- [Records shown]
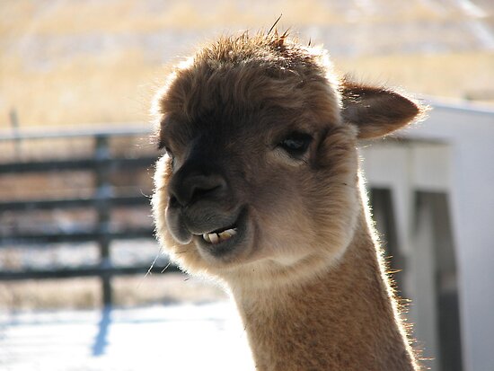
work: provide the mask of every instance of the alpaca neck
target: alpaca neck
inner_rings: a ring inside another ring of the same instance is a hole
[[[370,232],[360,226],[340,263],[317,278],[234,289],[258,370],[418,369]]]

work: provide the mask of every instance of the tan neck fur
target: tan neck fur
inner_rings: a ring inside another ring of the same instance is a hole
[[[362,216],[336,267],[285,290],[234,290],[258,370],[414,370]]]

- [Do this] Update the rows above so that each "provide" becomes "give", with everything else left as it is, and leave the pictures out.

- [Solution for this task]
work: give the mask of every instance of the alpaca neck
target: alpaca neck
inner_rings: a ring inside another ring of the same instance is a hole
[[[370,232],[360,226],[340,263],[317,278],[234,289],[258,370],[418,369]]]

work: give the mask of every instance of the tan neck fur
target: tan neck fur
inner_rings: a ring inside another ring of the same instance is a hole
[[[362,216],[336,267],[285,290],[234,290],[258,370],[414,370]]]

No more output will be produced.